TASKS:
1 – In the Karpenter scheduling thread, which version of Karpenter did jmdeal freshly install to test the nodepool and pod?
2 – Translate this sentence from the Karpenter scheduling thread into German: "The pod should be scheduled to some node which has instance storage available."
3 – Continue the Karpenter scheduling thread from its last line.

DOCUMENT EXCERPT:
━━━━━━

Expected Behavior: The pod should be scheduled to some node which has instance storage available.

Reproduction Steps (Please include YAML): see above

Versions:

jmdeal commented 11 months ago

Interesting, I applied your nodepool and pod into a cluster with a fresh install of Karpenter v0.32.2 and didn't have any issues. What region / AZ are you trying to create nodes in? Your requirements seem loose enough but there could geniunely not be any instances which meet your requirements available in that AZ (I was able to successfully launch in us-west-2a).

jmdeal commented 11 months ago

Also it looks like there might be some discrepancy between the NodePools you posted and the ones that were used when the error logs occurred. I'm basing this off the error stating that it couldn't find a node that matched the requirement karpenter.k8s.aws/instance-local-nvme In 50 vs karpenter.k8s.aws/instance-local-nvme Exists >45. I'm wondering if there could be some other difference in the original NodePool that could have caused the error.

runningman84 commented 11 months ago

Okay maybe the error occured using my first try specifying the instance local nvme instead of the nodepool in the nodeselector. This is a new error:

{"level":"ERROR","time":"2023-11-27T18:37:26.984Z","logger":"controller.provisioner","message":"Could not schedule pod, incompatible with nodepool \"arm-instance-store\", daemonset overhead={\"cpu\":\"180m\",\"memory\":\"504Mi\",\"pods\":\"4\"}, did not tolerate arch=arm64:NoSchedule; incompatible with provisioner \"arm\", daemonset overhead={\"cpu\":\"205m\",\"memory\":\"674Mi\",\"pods\":\"7\"}, did not tolerate arch=arm64:NoSchedule; incompatible with nodepool \"x86-instance-store\", daemonset overhead={\"cpu\":\"180m\",\"memory\":\"504Mi\",\"pods\":\"4\"}, no instance type satisfied resources {\"cpu\":\"280m\",\"memory\":\"760Mi\",\"pods\":\"5\"} and requirements karpenter.k8s.aws/instance-category In [c hpc m r x and 1 others], karpenter.k8s.aws/instance-generation Exists >3, karpenter.k8s.aws/instance-hypervisor In [nitro], karpenter.k8s.aws/instance-local-nvme Exists >45, karpenter.sh/capacity-type In [on-demand spot], karpenter.sh/nodepool In [x86-instance-store], kubernetes.io/arch In [amd64], kubernetes.io/os In [linux] (no instance type has enough resources); incompatible with provisioner \"x86\", daemonset overhead={\"cpu\":\"205m\",\"memory\":\"674Mi\",\"pods\":\"7\"}, incompatible requirements, label \"karpenter.sh/nodepool\" does not have known values; all available instance types exceed limits for provisioner: \"cron\"","commit":"5eda5c1","pod":"default/testpod"

━━━━━━

(Dataset records on object locations)
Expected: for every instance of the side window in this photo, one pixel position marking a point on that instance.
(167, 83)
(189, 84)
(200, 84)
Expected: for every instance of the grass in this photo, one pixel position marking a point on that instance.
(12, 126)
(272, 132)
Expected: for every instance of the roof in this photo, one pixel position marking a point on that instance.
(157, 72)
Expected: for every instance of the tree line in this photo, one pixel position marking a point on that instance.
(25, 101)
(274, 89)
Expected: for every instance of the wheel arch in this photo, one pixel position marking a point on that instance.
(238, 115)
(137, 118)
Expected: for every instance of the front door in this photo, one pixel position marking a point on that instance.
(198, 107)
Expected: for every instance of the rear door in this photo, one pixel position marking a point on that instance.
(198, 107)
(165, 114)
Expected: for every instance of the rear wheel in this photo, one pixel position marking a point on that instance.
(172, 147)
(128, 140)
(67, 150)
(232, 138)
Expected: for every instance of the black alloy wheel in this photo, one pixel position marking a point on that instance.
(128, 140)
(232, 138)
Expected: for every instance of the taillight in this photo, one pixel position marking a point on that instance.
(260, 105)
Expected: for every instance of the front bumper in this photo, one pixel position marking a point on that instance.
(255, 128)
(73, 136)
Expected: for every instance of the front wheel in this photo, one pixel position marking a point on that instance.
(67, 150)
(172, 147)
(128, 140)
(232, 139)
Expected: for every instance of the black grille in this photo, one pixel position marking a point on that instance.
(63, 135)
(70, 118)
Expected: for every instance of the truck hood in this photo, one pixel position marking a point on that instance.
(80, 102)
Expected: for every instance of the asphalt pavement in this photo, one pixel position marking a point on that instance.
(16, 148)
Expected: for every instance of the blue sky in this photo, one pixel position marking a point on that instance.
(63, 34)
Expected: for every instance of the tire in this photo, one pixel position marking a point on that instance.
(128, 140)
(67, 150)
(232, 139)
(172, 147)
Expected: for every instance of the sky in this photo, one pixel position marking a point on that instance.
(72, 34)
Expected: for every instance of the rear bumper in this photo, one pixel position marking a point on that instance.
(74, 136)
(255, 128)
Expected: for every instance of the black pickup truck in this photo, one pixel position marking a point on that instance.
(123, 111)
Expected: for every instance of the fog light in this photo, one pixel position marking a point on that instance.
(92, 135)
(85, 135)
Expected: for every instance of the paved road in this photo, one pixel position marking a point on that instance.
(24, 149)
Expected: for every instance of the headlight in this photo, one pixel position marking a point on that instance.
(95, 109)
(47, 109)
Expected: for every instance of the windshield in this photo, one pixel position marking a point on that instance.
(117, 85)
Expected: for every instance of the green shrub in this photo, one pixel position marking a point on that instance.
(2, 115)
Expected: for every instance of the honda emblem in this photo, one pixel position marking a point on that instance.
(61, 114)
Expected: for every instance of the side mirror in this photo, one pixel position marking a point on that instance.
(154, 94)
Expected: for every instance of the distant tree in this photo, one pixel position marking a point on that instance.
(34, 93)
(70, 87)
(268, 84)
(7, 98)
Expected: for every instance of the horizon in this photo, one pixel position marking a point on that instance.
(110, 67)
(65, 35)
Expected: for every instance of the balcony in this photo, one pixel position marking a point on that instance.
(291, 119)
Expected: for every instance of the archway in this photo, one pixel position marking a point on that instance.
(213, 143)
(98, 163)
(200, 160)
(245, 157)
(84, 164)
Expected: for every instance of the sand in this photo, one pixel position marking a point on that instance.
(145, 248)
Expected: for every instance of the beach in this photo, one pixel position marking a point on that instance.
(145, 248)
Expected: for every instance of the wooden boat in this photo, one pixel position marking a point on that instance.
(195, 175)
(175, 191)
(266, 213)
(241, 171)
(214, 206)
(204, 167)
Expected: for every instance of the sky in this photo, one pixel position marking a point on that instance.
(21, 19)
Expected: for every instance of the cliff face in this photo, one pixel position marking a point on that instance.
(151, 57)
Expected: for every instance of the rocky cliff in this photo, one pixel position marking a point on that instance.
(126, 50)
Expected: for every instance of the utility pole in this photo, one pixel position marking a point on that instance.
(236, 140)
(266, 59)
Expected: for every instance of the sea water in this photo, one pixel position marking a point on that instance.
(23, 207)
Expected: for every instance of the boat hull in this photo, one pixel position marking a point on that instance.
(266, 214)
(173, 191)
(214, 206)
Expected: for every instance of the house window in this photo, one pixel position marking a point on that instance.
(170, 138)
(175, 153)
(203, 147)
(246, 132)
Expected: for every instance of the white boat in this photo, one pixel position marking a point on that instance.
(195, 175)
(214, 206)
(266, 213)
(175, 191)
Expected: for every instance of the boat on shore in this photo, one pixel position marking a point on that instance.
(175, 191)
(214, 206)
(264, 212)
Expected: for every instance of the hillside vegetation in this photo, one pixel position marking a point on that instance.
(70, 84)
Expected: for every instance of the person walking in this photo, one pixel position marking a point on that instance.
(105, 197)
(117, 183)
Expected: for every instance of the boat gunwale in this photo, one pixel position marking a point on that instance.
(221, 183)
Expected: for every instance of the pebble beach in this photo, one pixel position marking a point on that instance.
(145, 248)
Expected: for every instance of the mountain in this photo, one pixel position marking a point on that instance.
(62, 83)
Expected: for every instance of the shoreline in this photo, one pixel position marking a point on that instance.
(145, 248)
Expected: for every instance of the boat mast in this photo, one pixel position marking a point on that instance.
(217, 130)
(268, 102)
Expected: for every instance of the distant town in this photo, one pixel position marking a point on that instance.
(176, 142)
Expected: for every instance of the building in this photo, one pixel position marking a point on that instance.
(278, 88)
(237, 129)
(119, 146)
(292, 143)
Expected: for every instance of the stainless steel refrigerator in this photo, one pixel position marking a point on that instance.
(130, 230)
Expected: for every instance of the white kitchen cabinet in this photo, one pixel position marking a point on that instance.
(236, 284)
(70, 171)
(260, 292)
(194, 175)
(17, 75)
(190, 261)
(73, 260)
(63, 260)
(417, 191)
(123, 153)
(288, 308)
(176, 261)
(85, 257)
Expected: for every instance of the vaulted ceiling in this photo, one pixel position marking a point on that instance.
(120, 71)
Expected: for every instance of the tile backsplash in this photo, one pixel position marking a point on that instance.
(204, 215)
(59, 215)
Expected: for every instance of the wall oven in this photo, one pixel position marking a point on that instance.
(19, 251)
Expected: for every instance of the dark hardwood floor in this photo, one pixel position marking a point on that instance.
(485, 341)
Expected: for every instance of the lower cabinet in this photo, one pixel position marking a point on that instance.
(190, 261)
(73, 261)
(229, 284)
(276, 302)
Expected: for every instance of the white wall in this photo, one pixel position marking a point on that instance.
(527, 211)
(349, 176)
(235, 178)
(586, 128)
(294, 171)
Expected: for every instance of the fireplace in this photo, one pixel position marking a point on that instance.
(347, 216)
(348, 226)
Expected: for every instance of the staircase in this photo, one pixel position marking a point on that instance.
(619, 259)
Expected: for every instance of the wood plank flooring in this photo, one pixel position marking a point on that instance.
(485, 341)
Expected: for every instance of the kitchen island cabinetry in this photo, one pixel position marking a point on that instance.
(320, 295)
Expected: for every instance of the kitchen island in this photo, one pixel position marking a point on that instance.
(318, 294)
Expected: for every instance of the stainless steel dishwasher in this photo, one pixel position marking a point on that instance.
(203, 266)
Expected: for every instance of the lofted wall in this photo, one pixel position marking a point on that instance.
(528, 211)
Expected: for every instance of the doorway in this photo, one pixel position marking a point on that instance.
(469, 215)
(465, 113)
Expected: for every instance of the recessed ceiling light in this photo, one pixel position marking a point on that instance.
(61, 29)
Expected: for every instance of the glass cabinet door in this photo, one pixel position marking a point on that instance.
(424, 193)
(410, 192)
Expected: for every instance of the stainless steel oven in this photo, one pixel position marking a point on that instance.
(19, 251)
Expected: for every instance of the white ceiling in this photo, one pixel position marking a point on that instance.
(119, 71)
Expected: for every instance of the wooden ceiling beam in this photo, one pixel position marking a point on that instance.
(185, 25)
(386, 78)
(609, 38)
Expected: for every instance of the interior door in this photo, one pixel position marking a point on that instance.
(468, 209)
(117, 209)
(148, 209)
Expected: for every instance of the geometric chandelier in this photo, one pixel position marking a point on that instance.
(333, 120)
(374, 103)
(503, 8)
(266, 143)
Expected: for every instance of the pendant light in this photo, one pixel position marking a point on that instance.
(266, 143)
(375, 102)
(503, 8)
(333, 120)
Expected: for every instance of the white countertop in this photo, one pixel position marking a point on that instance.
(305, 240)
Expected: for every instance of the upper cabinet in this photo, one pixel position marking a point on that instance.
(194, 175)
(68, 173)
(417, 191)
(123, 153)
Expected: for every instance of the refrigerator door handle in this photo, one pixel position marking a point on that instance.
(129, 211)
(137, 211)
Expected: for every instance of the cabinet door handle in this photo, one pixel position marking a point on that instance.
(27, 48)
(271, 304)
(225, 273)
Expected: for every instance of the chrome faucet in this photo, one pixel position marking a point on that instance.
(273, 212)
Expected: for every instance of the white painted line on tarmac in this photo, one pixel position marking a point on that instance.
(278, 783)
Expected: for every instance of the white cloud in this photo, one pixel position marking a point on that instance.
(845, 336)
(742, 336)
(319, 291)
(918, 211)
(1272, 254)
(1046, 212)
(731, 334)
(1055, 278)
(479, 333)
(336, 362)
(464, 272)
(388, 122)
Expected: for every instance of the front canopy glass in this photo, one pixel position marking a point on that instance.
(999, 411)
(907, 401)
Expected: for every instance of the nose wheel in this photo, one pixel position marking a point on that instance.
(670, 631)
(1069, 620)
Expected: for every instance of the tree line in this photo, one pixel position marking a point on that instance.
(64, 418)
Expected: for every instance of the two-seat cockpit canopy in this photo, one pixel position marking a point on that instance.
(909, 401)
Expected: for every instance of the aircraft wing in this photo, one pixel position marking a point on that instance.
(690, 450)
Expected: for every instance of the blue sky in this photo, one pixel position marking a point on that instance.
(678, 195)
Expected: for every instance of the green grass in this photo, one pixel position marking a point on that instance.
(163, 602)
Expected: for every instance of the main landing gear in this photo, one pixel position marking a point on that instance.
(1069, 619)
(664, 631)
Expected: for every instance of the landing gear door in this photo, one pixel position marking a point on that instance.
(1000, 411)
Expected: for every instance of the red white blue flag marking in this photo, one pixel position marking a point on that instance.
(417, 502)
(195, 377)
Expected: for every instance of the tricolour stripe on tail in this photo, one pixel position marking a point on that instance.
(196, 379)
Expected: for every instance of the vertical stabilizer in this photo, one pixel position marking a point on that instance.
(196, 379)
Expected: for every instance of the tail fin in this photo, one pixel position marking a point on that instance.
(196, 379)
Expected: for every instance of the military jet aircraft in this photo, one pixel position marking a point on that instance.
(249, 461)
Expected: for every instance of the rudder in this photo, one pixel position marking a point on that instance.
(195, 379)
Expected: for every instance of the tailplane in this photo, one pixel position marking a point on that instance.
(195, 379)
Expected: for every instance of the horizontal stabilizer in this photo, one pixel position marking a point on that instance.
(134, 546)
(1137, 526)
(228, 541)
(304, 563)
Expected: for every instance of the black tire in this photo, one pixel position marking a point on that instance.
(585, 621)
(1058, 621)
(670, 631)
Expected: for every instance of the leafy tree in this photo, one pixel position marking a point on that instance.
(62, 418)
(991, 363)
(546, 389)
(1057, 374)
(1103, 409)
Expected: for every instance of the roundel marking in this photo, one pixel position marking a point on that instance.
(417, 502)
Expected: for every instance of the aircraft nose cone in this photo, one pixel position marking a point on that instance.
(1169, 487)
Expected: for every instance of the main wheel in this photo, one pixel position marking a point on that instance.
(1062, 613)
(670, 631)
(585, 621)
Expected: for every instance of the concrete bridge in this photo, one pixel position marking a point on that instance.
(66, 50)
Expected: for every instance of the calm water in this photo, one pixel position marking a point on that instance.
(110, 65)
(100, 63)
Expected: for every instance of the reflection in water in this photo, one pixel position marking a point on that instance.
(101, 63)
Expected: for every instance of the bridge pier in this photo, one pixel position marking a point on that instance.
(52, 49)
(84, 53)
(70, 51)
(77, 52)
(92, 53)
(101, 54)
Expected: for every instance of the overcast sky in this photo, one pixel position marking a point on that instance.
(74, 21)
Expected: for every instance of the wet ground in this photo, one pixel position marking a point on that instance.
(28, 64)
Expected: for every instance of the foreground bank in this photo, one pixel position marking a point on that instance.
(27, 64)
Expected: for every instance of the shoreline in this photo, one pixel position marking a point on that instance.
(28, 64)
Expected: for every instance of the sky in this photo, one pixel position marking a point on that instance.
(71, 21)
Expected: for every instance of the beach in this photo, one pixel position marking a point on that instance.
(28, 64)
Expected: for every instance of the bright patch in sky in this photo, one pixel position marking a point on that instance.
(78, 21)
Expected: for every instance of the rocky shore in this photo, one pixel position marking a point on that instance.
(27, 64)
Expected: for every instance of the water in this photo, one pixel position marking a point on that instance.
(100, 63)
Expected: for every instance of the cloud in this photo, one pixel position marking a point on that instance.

━━━━━━

SET OF ANSWERS:
1 – Karpenter v0.32.2

2 – Der Pod sollte auf einem Node eingeplant werden, der über verfügbaren Instanzspeicher verfügt.

3 –
I am using region eu-central-1.

jmdeal commented 11 months ago

I'll go ahead an spin up a cluster in eu-central-1 and see if I can reproduce, it should have instance types which satisfy the requirements. Does this only occur when you specify the karpenter.k8s.aws/instance-local-nvme requirement or does it occur without that requirement as well?

jmdeal commented 11 months ago

I was able to spin up a cluster and successfully launch instances in eu-central-1. Are you able to share more complete logs and your current nodepool / ec2nodeclasses?

runningman84 commented 11 months ago

okay here are all ec2nodeclass objects (there is only one):

$ kubectl get ec2nodeclass -o yaml
apiVersion: v1
items:
- apiVersion: karpenter.k8s.aws/v1beta1
  kind: EC2NodeClass
  metadata:
    annotations:
      karpenter.k8s.aws/ec2nodeclass-hash: "9990827383292664005"
    creationTimestamp: "2023-11-27T11:49:02Z"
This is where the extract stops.